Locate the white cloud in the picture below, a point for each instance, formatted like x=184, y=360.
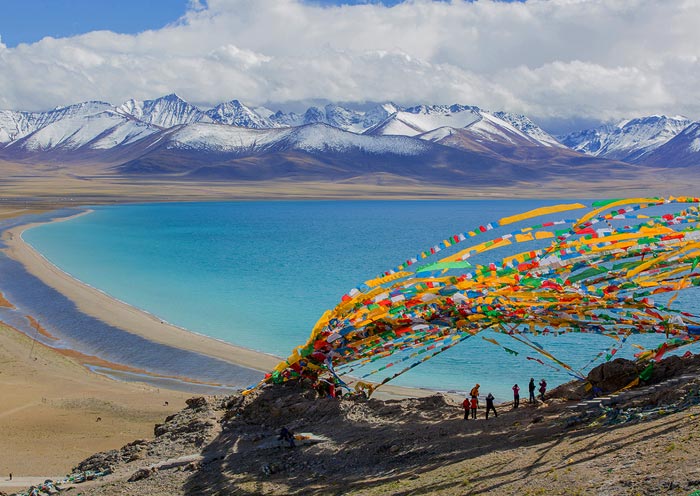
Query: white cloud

* * *

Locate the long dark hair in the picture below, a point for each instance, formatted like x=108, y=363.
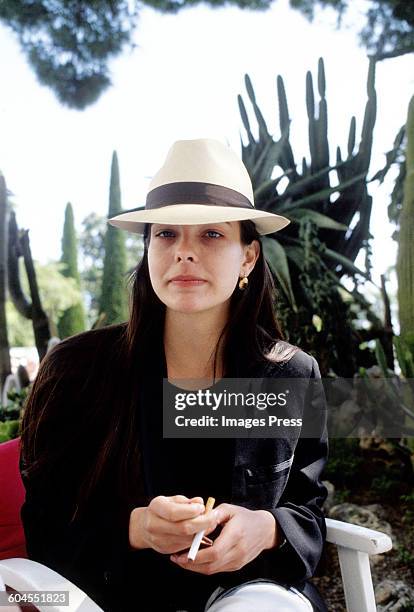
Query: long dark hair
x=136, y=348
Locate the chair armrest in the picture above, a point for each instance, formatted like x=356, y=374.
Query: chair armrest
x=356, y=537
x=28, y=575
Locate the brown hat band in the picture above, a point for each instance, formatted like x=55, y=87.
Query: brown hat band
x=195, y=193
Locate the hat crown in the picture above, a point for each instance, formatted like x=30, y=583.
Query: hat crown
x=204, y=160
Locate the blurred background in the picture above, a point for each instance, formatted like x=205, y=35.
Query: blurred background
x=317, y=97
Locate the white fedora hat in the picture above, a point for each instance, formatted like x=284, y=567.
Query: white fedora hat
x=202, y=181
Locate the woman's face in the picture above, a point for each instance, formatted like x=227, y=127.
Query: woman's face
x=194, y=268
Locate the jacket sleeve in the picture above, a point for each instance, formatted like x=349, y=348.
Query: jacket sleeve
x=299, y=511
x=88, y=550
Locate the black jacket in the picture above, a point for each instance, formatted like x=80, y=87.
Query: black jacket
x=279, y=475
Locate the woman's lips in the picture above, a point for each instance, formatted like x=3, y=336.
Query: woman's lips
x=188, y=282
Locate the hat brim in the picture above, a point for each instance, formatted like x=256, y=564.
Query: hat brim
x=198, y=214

* * *

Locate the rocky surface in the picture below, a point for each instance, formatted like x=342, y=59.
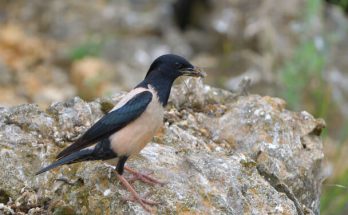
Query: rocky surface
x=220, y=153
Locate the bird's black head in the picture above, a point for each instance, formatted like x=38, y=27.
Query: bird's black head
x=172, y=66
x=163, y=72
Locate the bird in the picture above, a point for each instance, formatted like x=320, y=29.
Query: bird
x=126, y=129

§ **Exercise prompt**:
The answer should consist only of the lines above from the one with "Locate the white cloud" through the one with "Query: white cloud", repeated exactly, with no pictures among them.

§ **Output**:
Locate the white cloud in the picture below, a point for each instance, formatted like x=184, y=360.
Query: white cloud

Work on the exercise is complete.